__EXTRACT PROVIDED__.
'''

Hi Encolpius, thank you for reply!


> Hello 810senior, I was about to ask something similar...
> 
> *Hungarian
> 
> the most common slang words for policemen: zsaru, zsernyák, fakabátos ["wood-coatedů], hekus, kopó....*



I'm surprised that there are many slang words for policemen in Hungarian.
Can I ask you etymologies for these words?


----------



## Encolpius

Etymology is the job of another Hungarian member here  unlike Slavic or Romance languages the Hungarian etymology is usually unclear
zsaru [1870] and zsernyák [1932] with the sound zs- [ʒ] might be of French origin (genderme), there is an old-fashioned Hungarian word "zsandár" [1715], too
fakabátos [wood-coated] the dictionary says nothing but I can imagine the origin of their brown wood-coloured coat I do not know in which century
hekus [1914] -- > hé - police [1900] > Viennese slang heh, höh, hemann - policeman [I have thought is is from hé+kuss  = hey you, shut up]
kopó [1422] > from the verb (el)kap (to seize)


----------



## 810senior

Thank you for much information!
I like the sound of _fakabatos_ in particular


----------



## Encolpius

Yes, I find the word fakabátos ridiculous...


----------



## bibax

Czech:

Abbreviations of *policista* (official term):

*poliš* (pronounce polish), *polda* (Polda is a hypocorism of Leopold), *policajt*, *cajt* (pron. poli-tsait < German: Poli*zei*);

Other words:*

chlupatý* = hairy (German haarig means also unpleasant/disagreeable, English hairy means also terrifying);

*chocholatý* = adj. derived from the noun *chochol*; I cannot translate it in English (perhaps plume on the helmet?), I found only a French term:_ crinière d'un casque._ In the past the policemen had a "chochol" on their hats, made from several rooster feathers (plumes);

*čert* (mostly in plural čerti) = devil;
*beng(o)* (from Romani, mostly in plural benga) = devil;
*
švestky* (plur.) = plums (they had blue uniforms in the past);

*klifton* is a police detective (after Sir Harold Wilberforce Clifton, a fictional sleuth);

A relatively new slang word is *flojd* (< Floyd < Welsh llwyd), pinkertoni a flojdi (= *Pink*ertons and *Floyd*s, i.e. detectives and policemen).

'''

__GIVEN DATA__.
'''

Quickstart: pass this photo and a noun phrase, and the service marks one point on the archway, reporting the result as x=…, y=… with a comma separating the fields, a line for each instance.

'''

__SET TASK__.
Please repeat everything from "Etymology is the" down to "for much information!" in the thread on slang words for police, word for word. None of the material matters here.

__TASK OUTPUT__.
Etymology is the job of another Hungarian member here  unlike Slavic or Romance languages the Hungarian etymology is usually unclear
zsaru [1870] and zsernyák [1932] with the sound zs- [ʒ] might be of French origin (genderme), there is an old-fashioned Hungarian word "zsandár" [1715], too
fakabátos [wood-coated] the dictionary says nothing but I can imagine the origin of their brown wood-coloured coat I do not know in which century
hekus [1914] -- > hé - police [1900] > Viennese slang heh, höh, hemann - policeman [I have thought is is from hé+kuss  = hey you, shut up]
kopó [1422] > from the verb (el)kap (to seize)


----------



## 810senior

Thank you for much information!